_Detalhes da tarefa:_ Prossiga o texto abaixo sobre as dificuldades da língua portuguesa a partir da última frase.

++++ Texto de estudo

O que dizer de Portugal? Devo agradecer ou bradar por sua herança linguística? O português — o idioma, não o cidadão — por que é tão difícil?
Sempre tive dificuldade para aprender todos os tipos de orações. Sei que, no fim, só aprendi “Pai Nosso” e “Ave Maria”. Acho que é por isso que se chama “oração”, só dá para aprender com base na reza.
Uma oração subordinada é dar algo em troca quando se reza? Preciso cumprir uma penitência? Só se for. Pelo jeito estou em dívida, pois é oração demais e uso de menos delas.
Meia manga é um pedaço de pano ou metade de uma fruta? Podem ser as duas opções. Meio-dia é 12h, meia hora é 30 minutos. Não satisfeitos em dificultar o português, colocaram números? Meio difícil para meio mundo de gente.

++++++++
++++ Dados extraídos

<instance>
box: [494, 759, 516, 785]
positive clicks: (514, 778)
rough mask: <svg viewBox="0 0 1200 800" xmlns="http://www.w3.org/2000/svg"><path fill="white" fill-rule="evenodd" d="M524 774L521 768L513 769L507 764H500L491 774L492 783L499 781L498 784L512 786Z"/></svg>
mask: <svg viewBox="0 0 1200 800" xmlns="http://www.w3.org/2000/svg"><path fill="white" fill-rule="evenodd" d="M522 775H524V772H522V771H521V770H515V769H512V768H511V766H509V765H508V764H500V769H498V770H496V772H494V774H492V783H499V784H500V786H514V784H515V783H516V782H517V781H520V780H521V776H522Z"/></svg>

++++++++

_Resultado do exercício:_
Crase, agudo, circunflexo. Gosto de pensar a crase como uma aglutinação de “crise grave”, já que para aprender as regras, dá até tremedeira. O til, o que dizer do til? A propósito, é “til” mesmo, com “l” no final, o com “o” é aquele do “pavê ou pa cumê” e “cadê os (as) namoradinhos (as)?”
O til não é acento. Pois é. Não é. É um sinal de nasalização, nada mais é que uma sinusite institucionalizada e com local de fala.
No final, errando e aprendendo, sigo caminhando em estradas sinuosas, com Aurélio de copiloto.
E, se perder o tênis no meio do caminho, pelo menos já sei: é só colocar o chapeuzinho (nosso querido circunflexo) — porque, no português, tudo tem regra.